▶ **PARTS OF THE EXERCISE**:
1. According to the passage about Giambattista Valli, in what month and year did he show his first couture collection?
2. List every fashion house that the passage about Giambattista Valli says he worked for before launching his own brand.
3. Write a continuation of the passage about Giambattista Valli that picks up after its last sentence.

Italian fashion designer (born 1966)

Giambattista Valli is an Italian fashion designer who has been operating his eponymous fashion brand in Paris since 2004. His collections, both ready to wear and Haute couture, are presented semi-annually during Paris Fashion Week.

==Early life==
Born and raised in Rome, Valli completed studies at a liceo (an Italian secondary school) and then earned a degree in art. In 1987 he began a foundation course in illustration at Central Saint Martins College of Art and Design in London.

==Career==
===Early career===
After stints at Roberto Capucci (1986–1990), Fendi (1990–1995) and Krizia (1995–1996), Valli moved to Paris and worked as creative director for Emanuel Ungaro from 1998 to 2004. Ungaro credited Valli with revitalizing the house, and named him as his successor when he retired in 2004. Shortly after, the Ferragamo family, which owned Ungaro, dismissed him during an internal struggle.

===Giambattista Valli===
Valli launched his eponymous brand in 2004, heralding his first ready-to-wear show in Paris in 2005 where he had moved from Italy. Valli shows both ready-to-wear and haute couture collections semiannually in Paris. Valli is one of the few non-French designers granted membership into the historic Chambre Syndicate de la Haute Couture. He showed his first couture collection in July 2011.

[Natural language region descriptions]

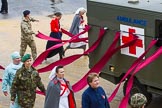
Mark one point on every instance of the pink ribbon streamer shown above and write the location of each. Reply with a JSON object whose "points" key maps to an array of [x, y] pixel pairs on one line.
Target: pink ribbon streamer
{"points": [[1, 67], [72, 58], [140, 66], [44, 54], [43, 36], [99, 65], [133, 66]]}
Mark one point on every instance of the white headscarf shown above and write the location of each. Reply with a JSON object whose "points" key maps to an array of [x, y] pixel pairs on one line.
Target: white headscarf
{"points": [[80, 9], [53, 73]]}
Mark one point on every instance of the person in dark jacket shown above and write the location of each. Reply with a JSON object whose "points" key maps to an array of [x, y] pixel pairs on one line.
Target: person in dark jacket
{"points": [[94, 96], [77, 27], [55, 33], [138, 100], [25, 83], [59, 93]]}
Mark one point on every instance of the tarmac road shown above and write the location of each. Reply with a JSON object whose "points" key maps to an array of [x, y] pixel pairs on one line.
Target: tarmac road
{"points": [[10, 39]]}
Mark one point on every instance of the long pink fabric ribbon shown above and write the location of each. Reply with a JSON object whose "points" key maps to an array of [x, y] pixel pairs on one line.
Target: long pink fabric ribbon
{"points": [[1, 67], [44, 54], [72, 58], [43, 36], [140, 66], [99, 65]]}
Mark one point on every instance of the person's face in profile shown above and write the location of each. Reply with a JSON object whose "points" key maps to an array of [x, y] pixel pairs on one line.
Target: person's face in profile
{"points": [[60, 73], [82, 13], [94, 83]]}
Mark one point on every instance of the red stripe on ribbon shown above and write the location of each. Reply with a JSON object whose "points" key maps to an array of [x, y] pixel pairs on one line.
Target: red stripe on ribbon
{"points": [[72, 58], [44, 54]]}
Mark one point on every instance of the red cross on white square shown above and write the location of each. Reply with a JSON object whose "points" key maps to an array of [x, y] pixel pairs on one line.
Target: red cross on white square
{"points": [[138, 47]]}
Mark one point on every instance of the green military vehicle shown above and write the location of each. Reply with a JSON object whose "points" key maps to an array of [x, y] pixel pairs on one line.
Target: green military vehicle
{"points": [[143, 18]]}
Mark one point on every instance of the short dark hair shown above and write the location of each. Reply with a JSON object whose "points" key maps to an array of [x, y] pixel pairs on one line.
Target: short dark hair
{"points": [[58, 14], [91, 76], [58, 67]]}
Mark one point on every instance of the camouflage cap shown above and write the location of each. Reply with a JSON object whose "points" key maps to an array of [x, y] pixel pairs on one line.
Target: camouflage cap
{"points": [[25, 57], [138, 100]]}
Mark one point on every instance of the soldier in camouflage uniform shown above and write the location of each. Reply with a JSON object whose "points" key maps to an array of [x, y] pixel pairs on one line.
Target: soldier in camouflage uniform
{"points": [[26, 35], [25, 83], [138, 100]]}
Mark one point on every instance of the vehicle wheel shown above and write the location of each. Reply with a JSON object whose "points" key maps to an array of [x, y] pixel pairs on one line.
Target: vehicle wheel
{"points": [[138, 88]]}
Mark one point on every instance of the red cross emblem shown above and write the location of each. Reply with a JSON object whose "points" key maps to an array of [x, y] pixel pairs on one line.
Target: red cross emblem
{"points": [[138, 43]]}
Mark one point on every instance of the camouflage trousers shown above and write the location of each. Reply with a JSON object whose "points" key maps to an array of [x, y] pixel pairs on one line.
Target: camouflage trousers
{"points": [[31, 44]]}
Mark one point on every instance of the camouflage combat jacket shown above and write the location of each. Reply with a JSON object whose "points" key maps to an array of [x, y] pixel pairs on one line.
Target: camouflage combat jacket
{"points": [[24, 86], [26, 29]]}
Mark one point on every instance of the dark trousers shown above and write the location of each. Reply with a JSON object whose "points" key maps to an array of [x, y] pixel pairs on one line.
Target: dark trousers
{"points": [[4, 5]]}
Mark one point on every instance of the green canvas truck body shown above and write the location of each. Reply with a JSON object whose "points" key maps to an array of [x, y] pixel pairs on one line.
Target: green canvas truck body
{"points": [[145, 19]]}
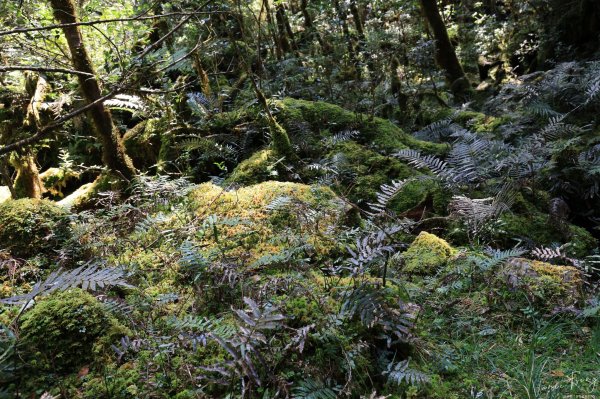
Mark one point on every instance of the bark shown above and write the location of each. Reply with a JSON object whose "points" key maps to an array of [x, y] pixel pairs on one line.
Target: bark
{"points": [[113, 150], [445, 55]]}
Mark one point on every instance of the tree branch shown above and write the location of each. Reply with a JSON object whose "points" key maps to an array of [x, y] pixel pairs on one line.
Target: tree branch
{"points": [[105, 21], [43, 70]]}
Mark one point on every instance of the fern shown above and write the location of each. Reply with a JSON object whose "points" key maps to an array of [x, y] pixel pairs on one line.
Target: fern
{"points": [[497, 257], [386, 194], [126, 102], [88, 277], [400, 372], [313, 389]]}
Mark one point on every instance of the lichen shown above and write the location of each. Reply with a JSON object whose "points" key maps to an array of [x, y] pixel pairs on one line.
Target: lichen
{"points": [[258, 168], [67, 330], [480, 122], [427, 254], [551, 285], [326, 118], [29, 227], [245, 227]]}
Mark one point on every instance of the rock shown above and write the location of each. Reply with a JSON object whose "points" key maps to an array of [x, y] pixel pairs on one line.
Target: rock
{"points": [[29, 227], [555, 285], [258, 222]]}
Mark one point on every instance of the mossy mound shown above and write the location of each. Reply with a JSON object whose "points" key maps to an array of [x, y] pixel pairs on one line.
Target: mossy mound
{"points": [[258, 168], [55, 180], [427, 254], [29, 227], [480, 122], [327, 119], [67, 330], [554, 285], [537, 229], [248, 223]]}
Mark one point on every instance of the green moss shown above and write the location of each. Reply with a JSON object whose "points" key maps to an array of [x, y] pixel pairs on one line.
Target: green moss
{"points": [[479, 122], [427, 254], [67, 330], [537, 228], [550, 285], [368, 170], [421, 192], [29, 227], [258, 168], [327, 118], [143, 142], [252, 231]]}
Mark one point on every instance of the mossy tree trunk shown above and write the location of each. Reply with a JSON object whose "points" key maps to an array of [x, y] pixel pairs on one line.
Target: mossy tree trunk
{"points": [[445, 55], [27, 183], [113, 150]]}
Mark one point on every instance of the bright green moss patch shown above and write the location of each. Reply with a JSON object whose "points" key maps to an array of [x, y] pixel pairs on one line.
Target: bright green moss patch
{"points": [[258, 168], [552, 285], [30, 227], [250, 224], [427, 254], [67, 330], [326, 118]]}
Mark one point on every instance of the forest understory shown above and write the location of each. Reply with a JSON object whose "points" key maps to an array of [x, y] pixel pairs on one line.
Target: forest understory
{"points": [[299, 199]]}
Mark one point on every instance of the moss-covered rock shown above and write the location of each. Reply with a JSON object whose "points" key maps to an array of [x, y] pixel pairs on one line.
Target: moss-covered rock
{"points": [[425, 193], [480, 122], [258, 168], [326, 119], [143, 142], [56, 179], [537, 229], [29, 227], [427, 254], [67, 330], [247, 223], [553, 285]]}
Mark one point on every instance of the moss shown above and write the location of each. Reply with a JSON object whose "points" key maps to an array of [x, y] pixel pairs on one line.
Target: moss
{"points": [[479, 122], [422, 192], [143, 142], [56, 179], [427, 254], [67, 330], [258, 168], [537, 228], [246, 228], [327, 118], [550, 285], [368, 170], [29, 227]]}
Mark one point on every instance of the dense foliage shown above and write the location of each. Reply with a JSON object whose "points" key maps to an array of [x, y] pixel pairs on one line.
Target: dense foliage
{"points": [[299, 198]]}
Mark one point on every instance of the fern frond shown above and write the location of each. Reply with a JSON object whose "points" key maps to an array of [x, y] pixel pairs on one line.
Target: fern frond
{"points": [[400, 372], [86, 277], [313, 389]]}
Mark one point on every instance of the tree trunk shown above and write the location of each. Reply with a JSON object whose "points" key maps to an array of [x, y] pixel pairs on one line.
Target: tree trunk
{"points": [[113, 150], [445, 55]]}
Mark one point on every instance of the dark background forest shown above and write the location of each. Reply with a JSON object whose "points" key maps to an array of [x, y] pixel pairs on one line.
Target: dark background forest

...

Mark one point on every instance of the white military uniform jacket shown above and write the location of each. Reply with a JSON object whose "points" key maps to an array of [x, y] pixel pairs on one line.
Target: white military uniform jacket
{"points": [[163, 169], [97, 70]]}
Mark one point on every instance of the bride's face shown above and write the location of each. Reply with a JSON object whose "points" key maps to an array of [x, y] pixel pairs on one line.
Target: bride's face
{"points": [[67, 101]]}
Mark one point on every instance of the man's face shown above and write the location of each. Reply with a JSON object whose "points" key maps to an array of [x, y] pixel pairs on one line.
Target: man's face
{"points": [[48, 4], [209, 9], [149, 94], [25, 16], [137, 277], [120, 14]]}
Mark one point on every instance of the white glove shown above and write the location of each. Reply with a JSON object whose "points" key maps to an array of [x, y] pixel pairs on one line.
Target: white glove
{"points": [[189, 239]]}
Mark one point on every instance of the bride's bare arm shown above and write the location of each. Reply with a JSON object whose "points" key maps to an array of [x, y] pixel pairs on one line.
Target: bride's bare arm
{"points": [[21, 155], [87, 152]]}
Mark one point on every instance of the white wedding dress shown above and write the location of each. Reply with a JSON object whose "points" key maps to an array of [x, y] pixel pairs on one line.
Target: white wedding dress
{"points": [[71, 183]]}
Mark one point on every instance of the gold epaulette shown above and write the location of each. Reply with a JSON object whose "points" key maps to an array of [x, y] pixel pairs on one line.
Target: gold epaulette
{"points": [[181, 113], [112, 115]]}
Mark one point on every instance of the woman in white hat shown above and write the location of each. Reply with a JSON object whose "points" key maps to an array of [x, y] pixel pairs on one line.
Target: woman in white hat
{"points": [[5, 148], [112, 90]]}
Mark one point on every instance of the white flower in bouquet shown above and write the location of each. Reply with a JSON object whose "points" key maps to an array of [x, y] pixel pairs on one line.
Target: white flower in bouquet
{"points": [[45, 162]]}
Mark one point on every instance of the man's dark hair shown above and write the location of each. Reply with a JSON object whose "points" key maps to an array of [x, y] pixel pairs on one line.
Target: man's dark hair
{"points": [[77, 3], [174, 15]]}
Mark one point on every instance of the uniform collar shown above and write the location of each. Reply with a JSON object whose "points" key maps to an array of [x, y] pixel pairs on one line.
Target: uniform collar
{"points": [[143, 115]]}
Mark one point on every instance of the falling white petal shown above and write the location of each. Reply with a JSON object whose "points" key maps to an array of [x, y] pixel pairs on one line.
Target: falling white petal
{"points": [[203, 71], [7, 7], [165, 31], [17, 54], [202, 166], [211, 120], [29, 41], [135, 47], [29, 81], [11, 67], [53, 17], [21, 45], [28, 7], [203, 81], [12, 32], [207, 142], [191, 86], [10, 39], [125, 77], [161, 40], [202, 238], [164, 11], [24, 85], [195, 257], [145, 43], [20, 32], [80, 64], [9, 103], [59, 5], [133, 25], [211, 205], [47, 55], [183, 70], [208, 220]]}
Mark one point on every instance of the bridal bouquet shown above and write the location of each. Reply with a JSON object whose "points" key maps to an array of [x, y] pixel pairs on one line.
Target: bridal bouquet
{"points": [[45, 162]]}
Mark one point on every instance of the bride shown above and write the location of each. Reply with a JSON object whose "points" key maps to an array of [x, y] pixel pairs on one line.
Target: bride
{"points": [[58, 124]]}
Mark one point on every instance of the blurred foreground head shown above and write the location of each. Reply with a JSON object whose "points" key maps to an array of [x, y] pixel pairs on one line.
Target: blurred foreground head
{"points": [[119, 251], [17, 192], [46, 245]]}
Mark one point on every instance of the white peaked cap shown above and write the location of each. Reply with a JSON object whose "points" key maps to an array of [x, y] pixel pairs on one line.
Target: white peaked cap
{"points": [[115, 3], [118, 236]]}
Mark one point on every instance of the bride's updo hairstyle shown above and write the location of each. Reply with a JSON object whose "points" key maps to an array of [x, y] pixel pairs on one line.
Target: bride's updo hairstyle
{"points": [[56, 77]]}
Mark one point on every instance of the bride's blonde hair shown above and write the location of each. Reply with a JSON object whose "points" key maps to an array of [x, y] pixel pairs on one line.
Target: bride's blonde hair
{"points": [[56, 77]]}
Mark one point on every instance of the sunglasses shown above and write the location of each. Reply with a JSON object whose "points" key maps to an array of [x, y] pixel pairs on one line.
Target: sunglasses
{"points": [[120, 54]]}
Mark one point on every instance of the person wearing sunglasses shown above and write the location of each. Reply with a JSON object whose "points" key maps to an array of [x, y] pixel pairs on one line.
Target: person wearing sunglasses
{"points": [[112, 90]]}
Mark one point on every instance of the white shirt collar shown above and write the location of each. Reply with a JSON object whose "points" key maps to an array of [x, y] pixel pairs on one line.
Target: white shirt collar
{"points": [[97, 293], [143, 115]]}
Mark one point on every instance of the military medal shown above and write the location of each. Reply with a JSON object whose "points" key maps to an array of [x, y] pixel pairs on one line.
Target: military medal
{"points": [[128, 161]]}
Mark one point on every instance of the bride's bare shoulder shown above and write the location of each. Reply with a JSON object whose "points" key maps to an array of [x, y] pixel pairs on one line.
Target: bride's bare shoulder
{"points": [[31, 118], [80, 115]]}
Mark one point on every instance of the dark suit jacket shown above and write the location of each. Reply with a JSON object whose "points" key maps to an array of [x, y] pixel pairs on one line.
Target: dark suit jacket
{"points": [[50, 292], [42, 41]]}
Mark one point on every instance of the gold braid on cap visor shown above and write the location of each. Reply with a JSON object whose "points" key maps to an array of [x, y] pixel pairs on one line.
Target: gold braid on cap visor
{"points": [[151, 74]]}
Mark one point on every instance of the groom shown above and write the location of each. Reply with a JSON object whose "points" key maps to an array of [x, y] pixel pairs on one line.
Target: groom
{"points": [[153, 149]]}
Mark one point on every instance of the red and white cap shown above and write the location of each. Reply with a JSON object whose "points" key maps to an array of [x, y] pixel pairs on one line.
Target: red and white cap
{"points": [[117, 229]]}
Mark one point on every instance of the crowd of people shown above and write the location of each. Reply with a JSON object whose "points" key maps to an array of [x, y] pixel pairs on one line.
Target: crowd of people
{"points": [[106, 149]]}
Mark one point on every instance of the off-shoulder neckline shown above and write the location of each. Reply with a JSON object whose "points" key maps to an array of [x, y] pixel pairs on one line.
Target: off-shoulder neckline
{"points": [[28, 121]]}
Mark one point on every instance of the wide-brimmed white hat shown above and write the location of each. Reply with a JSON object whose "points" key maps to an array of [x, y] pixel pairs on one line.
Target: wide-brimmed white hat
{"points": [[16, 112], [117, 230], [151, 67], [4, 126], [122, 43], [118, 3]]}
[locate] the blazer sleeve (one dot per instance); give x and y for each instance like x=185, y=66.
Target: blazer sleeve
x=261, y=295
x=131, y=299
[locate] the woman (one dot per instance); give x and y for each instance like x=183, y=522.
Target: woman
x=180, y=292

...

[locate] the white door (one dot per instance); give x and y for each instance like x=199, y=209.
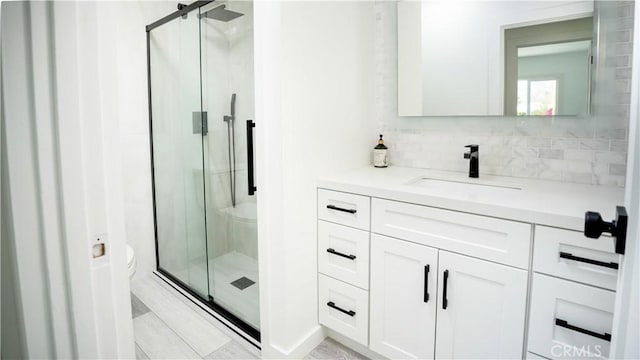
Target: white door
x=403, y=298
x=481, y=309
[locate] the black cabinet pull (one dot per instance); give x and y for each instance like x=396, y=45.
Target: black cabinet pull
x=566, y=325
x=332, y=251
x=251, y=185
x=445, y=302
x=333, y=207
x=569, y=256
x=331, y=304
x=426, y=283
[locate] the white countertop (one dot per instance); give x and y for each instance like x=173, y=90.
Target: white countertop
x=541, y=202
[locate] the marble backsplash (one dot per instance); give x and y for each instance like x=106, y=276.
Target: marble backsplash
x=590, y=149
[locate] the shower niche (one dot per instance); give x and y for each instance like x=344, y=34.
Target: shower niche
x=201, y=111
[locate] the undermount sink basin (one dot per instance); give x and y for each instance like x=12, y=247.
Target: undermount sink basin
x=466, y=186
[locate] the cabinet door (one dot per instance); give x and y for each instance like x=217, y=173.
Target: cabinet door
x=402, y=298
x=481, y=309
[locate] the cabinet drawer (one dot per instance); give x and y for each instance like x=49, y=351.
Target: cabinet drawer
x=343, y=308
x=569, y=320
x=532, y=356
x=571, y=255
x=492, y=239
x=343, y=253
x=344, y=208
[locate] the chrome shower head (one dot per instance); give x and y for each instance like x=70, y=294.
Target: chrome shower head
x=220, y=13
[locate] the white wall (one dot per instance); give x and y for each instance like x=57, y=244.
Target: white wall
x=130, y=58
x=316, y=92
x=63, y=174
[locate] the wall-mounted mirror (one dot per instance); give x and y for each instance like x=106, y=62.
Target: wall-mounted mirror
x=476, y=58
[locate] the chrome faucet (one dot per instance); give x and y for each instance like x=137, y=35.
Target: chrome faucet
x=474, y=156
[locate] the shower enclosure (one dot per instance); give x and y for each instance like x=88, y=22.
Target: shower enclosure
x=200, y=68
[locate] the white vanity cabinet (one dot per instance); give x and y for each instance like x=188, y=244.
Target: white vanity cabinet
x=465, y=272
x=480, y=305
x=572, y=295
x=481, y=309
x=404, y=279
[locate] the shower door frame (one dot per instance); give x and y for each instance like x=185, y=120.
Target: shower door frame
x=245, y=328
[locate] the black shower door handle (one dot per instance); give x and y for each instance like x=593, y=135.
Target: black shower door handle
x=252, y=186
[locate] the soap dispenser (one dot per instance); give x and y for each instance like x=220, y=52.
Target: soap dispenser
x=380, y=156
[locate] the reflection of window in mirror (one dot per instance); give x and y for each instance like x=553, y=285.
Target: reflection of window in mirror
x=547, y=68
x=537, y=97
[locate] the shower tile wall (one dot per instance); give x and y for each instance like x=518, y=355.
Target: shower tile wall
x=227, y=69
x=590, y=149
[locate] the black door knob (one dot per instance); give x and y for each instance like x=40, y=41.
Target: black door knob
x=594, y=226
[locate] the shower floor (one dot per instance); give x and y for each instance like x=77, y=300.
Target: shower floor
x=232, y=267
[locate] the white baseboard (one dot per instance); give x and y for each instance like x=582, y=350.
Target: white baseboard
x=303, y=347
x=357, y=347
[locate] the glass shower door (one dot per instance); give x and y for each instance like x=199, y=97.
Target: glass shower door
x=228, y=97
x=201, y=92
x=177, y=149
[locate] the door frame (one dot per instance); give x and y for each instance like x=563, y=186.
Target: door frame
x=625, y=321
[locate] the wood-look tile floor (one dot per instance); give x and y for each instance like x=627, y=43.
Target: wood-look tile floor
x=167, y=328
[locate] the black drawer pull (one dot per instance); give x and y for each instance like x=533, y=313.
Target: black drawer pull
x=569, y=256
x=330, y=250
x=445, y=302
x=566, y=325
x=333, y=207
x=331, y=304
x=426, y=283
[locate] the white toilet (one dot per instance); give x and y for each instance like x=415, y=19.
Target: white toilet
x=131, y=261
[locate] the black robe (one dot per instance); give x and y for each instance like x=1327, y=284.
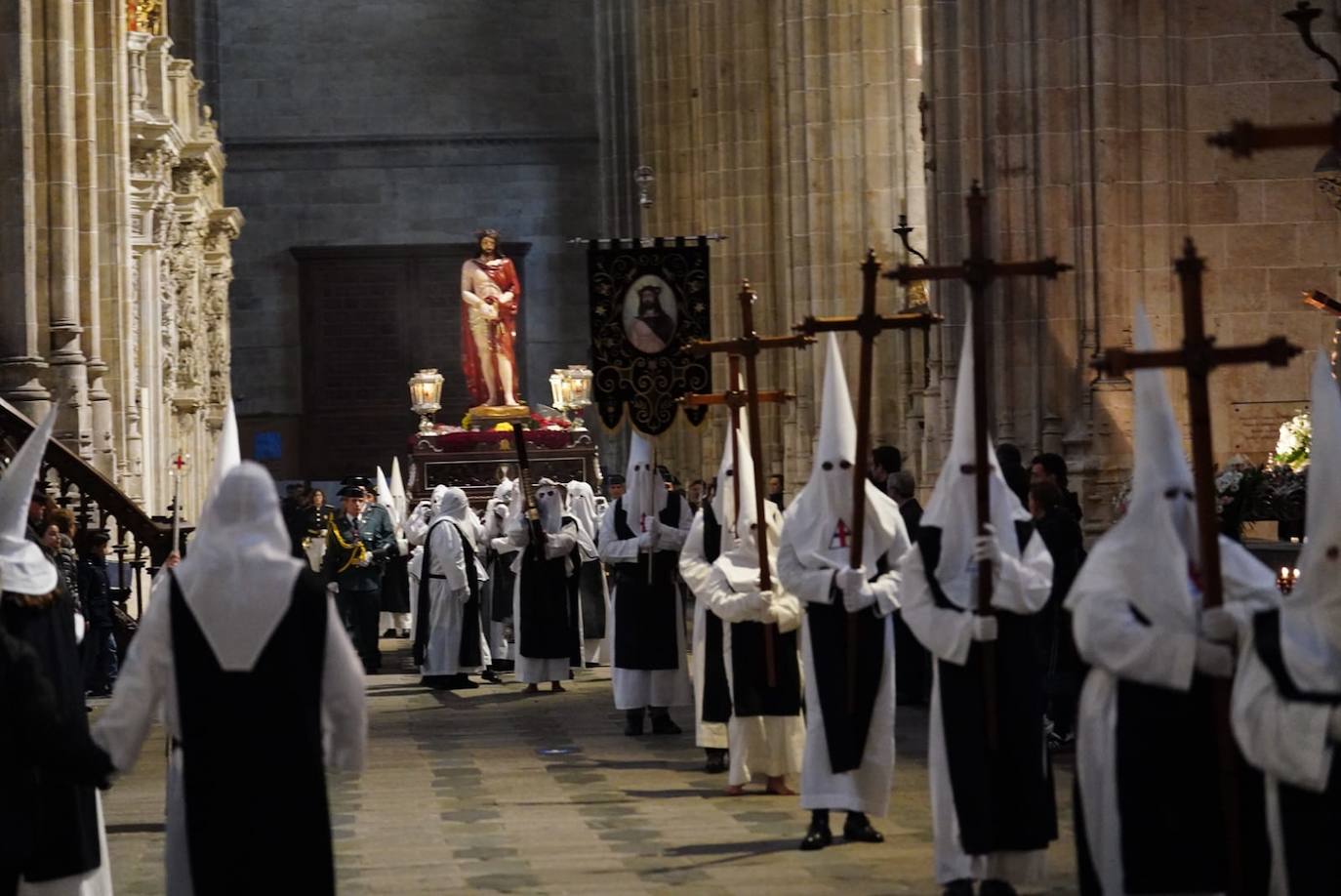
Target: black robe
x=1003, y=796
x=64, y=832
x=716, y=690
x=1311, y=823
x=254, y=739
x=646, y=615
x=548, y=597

▶ **LIST OF ANSWERS**:
1. July 2011.

2. Roberto Capucci, Fendi, Krizia, and Emanuel Ungaro.

3.
Since 2005, Giambattista Valli has collaborated with MAC Cosmetics. For the production and distribution of its ready-to-wear collection, the brand entered into licensing agreements with Gilmar (2004–2009) and Mariella Burani Fashion Group (2009–2010) By 2012, Valli's ready-to-wear, couture and collaborations generated an estimated $80 million in sales annually. With the expiration of a contract with Italian fur-maker Ciwifurs for the brand’s own fur coats and jackets, Valli brought all production and distribution in-house in 2017.

Since 2014, the Giambattista Valli headquarters have been located in a historic building on Rue Boissy d'Anglas in the 8th arrondissement of Paris, designed by Luigi Scialanga, which also houses the brand's main store. The brand has flagship stores in Paris, London, Milan, Saint Tropez, Doha, Seoul and Beijing, and the brand's international distribution includes more than 245 selling points.

Groupe Artémis took a minority shareholding in the Giambattista Valli brand in 2017, later assuming majority control in 2021. In 2026, Valli reached an agreement to acquire full ownership of the Giambattista Valli brand from Artémis.

===Other brands===
In 2014, Valli launched Giamba, a new, younger sister ready-to-wear line, with a runway show in Milan.

In late 2014, Valli designed a spring collection for 7 for All Mankind.

From 2008 to 2017, Valli was Creative Director of Moncler Gamme Rouge, designing activewear for the brand, with a focus on women’s puffer jackets. Immediately after, the Giambattista Valli brand launched its 2017 activewear capsule collection, including coats, puffer jackets, sweatshirts and track suits.

In 2019, Valli released a capsule collection for men and women with H&M, his first foray into designing menswear.

In 2022, Valli teamed up with Moda Operandi for a line of tableware realized with artisans including Augarten Wien, a Viennese porcelain house founded in 1718.

==Recognition==
Valli is the recipient of a Star Honoree Award from Fashion Group International in 2011 as well as Best Designer of the Year Awards from Elle China in 2013 and from Marie Claire Spain in 2015. In 2025, he was decorated as an Officer of France's Order of Arts and Letters.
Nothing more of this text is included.